Instruction:
Output all of the entries exactly as written.

Records:
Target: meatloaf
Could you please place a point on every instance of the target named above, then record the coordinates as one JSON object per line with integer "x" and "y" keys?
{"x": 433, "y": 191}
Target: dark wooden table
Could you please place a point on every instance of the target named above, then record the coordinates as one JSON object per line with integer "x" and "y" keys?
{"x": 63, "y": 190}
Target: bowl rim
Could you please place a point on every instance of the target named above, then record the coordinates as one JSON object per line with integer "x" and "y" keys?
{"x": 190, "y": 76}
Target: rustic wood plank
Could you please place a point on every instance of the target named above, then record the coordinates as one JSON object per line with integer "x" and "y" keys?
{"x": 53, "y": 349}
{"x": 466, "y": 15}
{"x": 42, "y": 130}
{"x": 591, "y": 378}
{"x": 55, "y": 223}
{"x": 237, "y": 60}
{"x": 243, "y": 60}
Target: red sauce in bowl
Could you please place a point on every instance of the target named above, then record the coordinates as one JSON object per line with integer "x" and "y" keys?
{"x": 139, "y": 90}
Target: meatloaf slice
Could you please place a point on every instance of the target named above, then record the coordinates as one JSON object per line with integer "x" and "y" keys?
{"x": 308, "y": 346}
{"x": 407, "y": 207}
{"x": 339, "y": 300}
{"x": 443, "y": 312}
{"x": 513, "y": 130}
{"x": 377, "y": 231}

Right answer:
Target: meatloaf
Could you please place a point on every instance of the target named above, then record the coordinates as one JSON object per line with integer "x" and "y" keys?
{"x": 433, "y": 191}
Target: dark wooden table
Could you please place a point on every instance of the target named above, then record the coordinates as one JSON object per line with integer "x" and "y" keys?
{"x": 63, "y": 190}
Target: bowl rim
Could you please place a point on every instance of the target named above, then record the coordinates as one JSON object per line with integer "x" and "y" keys?
{"x": 190, "y": 76}
Target: rustic wood plank
Could you please place a point on every instance of the target named above, then record the coordinates as one JSON object per line with integer "x" and "y" keys?
{"x": 53, "y": 349}
{"x": 466, "y": 15}
{"x": 42, "y": 130}
{"x": 591, "y": 378}
{"x": 55, "y": 223}
{"x": 237, "y": 60}
{"x": 243, "y": 60}
Target: red sauce in bowl
Could you please place a point on every instance of the target named above, then record the coordinates as one JSON object per line with integer "x" and "y" keys?
{"x": 139, "y": 90}
Target: meatloaf slice
Could you please place a point on every instance of the target named above, then record the coordinates as one JSON object per line with integer "x" and "y" keys?
{"x": 308, "y": 346}
{"x": 407, "y": 207}
{"x": 339, "y": 300}
{"x": 443, "y": 312}
{"x": 513, "y": 130}
{"x": 377, "y": 231}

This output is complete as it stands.